REQUISITOS:
• A. Responda com base no texto sobre a carreira de ator:
(i) Há quantos anos quem escreve trabalha na preparação e no aprimoramento de atores?
(ii) Que três qualidades a carreira de ator exige mais do que outras, segundo o texto?
(iii) Que tipo de ator nunca pode reclamar de uma rotina?
• B. Transcreva do texto sobre a carreira de ator o trecho que começa em "E para aqueles" e termina em "propõe a construir!".

TEXTO EXIBIDO:
+--

Nestes 15 anos em que trabalho na preparação e aprimoramento de atores, percebi as dificuldades e as dúvidas tão comuns àqueles que almejam e atiram-se na carreira de ator.
Todos temos sonhos e ser ator pode parecer uma vida de louros, um acerto na loteria, que garante fama, dinheiro e vida boa. Ledo engano! Essa pode ser a aparência para quem vê a profissão de fora, mas ser ator é optar por uma das carreiras que exigem maior dedicação, esforço e perseverança, ou seja, tem que suar muito a camisa.
E para aqueles que não gostam de ler, melhor desistir logo aqui! Ator que não lê, fica só no projeto; nunca saiu do início e sempre terá cultura extremamente limitada, o que é incompatível com qualquer artista, sobretudo com o ator. Até porquê, o ator é um profissional que estuda pra sempre. Não existe um 'estou pronto'. Por trabalhar com composição, criação e construção, uma eterna preparação é necessária, pois sempre há algo a aprender e que ele vai precisar para este ou para aquele personagem. Aliás, por ser um trabalho de constante autoconhecimento, quem pode dizer que já sabe tudo sobre si mesmo? Que dirá de uma outra personalidade que se propõe a construir!
O caminho é árduo, mas não precisa ser sofrido. Costumo dizer para meus alunos que eles optaram por uma profissão que, apesar de ser uma constante "ralação", há vantagens maravilhosas para aqueles que realmente sentem prazer no que fazem. Por exemplo, o ator geralmente não tem uma rotina fechada. E se tem, não é por muito tempo. O ator de TV, por exemplo, nunca pode reclamar de uma rotina, pois ele está sempre trabalhando cenas diferentes e fazendo coisas diferentes, em dias diferentes, horários diferentes e lugares e cenários diferentes. Além do mais, você recebe um salário para realmente fazer o que gosta, o que significa ganhar para se divertir. Obviamente, isso depende de como você encara sua profissão.
Agora, para chegar neste ponto, é preciso estudar e ser um bom ator. Quando você se acostuma a estudar sempre, tem sempre algo novo a oferecer e os diretores adoram atores que fogem das mesmice em seus personagens; gostam que o ator esteja sempre lhes mostrando possibilidades e para isso, o ator precisa estar sempre se aprimorando, explorando seus limites, buscando ir além do que supõe ser capaz de fazer.

+--

LINHAS DE DADOS:

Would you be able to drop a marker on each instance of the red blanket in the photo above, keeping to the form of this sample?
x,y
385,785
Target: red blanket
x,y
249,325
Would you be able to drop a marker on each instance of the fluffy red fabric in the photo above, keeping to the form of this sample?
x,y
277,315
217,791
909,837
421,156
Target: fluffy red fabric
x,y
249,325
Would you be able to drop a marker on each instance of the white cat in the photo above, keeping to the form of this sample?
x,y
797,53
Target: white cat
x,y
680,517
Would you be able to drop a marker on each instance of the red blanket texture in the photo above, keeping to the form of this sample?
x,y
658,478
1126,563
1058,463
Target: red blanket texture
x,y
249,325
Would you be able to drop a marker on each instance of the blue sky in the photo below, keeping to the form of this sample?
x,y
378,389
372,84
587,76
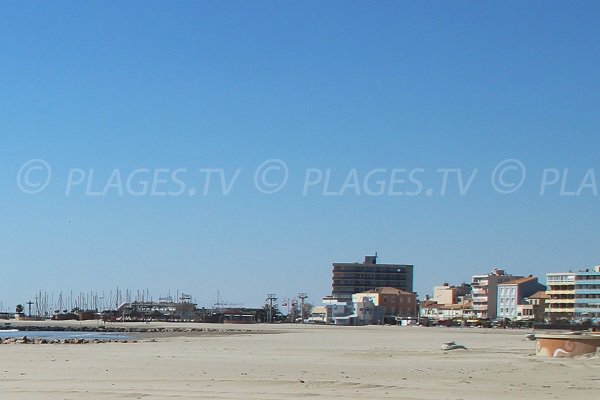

+--

RESPOSTAS POR TAREFA:
• A.
(i) Há 15 anos.
(ii) Dedicação, esforço e perseverança.
(iii) O ator de TV.

• B.
E para aqueles que não gostam de ler, melhor desistir logo aqui! Ator que não lê, fica só no projeto; nunca saiu do início e sempre terá cultura extremamente limitada, o que é incompatível com qualquer artista, sobretudo com o ator. Até porquê, o ator é um profissional que estuda pra sempre. Não existe um 'estou pronto'. Por trabalhar com composição, criação e construção, uma eterna preparação é necessária, pois sempre há algo a aprender e que ele vai precisar para este ou para aquele personagem. Aliás, por ser um trabalho de constante autoconhecimento, quem pode dizer que já sabe tudo sobre si mesmo? Que dirá de uma outra personalidade que se propõe a construir!